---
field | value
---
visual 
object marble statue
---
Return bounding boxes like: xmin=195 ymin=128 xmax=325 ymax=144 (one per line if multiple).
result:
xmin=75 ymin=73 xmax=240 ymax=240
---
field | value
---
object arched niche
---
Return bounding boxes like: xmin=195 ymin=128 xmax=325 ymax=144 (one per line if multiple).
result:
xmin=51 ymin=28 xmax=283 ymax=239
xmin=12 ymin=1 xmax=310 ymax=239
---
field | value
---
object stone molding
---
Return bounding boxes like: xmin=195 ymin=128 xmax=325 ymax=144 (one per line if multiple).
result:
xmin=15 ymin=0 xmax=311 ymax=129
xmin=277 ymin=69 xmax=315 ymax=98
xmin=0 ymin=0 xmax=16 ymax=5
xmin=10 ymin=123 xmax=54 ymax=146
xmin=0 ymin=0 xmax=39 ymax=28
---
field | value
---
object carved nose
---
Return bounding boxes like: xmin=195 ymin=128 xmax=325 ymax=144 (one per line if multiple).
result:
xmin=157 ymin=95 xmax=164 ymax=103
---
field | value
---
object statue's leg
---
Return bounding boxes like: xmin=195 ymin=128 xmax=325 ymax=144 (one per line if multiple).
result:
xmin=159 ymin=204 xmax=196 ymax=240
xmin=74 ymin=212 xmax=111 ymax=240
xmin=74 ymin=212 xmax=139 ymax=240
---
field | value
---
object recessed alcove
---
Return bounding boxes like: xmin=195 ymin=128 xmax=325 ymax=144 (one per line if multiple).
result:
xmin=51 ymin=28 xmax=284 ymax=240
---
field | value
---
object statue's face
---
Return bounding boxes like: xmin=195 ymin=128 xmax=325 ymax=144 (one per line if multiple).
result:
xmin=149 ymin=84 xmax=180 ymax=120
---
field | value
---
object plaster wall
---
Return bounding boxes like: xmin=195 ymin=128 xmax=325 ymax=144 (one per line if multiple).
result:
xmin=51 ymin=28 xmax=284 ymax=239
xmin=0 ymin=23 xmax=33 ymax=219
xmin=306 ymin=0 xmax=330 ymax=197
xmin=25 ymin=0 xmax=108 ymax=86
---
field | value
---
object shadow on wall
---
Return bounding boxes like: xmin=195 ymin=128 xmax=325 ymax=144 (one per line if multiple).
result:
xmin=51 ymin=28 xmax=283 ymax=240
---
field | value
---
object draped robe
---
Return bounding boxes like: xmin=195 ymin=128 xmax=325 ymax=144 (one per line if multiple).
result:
********************
Set problem — How many lines in the entries above contain the string "statue"? Give only the number.

Response below — 3